▶ The exercise: Return every line in the listing below that contains the word "white", copying each one in full.

(Listing)
=-=-=

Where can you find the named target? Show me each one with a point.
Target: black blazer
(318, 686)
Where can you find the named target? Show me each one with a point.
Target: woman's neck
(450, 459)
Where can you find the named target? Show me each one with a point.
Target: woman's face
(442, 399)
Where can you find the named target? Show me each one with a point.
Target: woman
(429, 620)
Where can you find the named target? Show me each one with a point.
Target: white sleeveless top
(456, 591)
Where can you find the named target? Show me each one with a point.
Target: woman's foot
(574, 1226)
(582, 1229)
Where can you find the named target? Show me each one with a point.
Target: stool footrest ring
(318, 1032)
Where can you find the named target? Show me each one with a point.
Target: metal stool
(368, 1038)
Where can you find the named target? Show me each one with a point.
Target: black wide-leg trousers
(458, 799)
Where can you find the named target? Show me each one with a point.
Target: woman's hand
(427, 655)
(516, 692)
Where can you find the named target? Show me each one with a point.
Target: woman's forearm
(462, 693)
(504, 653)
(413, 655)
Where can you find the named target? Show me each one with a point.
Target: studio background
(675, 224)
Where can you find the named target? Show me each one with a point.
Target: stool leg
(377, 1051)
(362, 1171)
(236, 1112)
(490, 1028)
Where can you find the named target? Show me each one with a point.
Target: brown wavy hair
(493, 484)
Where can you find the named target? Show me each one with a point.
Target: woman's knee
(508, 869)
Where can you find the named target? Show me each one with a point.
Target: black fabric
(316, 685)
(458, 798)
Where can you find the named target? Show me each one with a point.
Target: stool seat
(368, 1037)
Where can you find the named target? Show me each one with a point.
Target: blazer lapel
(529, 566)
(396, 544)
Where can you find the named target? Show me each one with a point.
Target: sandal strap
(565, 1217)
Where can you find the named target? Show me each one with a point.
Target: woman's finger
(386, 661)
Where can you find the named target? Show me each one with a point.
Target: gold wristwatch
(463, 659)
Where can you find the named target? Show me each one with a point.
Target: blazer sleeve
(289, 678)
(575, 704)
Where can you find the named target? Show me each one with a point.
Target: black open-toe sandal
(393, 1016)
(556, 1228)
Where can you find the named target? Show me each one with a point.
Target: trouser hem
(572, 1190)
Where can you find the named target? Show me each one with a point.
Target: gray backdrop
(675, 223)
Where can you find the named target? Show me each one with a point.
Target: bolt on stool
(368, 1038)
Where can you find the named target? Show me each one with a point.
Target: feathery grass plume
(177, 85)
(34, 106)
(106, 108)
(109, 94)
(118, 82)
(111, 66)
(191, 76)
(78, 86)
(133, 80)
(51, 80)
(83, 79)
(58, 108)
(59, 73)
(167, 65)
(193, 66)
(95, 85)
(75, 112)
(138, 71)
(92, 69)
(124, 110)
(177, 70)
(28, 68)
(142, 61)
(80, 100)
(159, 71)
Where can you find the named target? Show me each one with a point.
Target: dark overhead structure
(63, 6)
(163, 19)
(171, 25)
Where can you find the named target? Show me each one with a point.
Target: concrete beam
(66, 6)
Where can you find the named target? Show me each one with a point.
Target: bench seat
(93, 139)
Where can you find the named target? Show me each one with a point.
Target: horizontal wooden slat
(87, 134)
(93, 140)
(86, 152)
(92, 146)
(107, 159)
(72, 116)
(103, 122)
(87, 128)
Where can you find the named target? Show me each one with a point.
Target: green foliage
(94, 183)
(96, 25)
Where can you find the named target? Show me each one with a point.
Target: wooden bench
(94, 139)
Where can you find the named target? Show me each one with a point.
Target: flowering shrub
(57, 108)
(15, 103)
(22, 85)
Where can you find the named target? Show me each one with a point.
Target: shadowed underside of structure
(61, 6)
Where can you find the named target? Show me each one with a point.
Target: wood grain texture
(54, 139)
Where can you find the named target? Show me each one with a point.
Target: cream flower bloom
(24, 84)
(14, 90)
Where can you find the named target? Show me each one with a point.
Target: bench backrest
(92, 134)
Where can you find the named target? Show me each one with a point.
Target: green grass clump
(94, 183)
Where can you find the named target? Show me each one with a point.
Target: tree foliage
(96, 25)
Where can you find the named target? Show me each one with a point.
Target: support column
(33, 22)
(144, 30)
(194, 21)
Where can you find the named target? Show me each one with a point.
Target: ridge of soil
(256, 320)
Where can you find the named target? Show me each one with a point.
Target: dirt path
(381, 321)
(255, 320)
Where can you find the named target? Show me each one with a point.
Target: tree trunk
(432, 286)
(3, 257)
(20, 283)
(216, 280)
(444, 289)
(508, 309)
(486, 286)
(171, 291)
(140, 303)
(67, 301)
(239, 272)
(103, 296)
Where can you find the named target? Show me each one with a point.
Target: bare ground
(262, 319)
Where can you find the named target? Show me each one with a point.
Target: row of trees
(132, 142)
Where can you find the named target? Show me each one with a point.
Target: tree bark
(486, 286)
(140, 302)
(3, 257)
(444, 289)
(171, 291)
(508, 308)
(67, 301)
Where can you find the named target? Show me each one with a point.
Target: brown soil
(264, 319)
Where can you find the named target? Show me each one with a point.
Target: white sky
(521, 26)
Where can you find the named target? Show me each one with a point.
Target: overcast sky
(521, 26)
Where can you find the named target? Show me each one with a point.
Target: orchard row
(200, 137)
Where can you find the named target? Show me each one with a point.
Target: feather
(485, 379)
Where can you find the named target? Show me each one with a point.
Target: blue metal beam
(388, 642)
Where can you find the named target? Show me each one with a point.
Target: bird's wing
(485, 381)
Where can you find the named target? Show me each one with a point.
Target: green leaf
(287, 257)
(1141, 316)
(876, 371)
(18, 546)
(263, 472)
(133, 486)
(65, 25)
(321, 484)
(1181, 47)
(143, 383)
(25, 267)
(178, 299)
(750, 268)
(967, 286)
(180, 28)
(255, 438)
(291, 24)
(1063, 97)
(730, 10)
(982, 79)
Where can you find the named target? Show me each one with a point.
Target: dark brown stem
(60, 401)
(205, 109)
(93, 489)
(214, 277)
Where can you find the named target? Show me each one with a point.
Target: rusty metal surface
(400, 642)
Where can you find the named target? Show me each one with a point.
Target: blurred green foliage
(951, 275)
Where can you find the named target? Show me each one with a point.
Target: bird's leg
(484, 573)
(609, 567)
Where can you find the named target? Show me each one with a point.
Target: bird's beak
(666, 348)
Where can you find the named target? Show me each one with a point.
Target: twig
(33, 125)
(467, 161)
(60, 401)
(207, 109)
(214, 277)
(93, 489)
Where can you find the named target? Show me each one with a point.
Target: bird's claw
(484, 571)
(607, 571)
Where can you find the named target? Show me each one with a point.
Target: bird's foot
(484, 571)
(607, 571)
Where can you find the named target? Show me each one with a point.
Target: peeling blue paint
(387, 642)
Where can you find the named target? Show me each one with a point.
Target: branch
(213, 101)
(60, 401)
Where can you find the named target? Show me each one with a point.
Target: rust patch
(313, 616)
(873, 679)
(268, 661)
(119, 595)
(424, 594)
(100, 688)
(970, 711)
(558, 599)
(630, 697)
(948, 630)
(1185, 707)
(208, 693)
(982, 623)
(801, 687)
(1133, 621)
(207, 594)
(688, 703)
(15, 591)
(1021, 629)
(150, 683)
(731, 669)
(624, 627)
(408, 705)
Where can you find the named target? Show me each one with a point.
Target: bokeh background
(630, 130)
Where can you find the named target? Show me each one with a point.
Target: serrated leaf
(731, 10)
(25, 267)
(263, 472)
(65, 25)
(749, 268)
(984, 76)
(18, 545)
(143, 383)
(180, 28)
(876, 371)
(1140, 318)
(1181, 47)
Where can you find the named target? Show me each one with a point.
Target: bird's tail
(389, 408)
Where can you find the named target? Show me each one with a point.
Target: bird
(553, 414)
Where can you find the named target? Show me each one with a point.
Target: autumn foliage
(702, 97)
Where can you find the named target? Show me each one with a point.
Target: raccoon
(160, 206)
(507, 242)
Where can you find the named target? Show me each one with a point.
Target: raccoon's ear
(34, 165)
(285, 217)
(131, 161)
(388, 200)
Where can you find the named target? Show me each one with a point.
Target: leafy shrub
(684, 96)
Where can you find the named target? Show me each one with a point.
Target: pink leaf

=-=-=

▶ Written answer:
Target: white sleeveless top
Target: white sky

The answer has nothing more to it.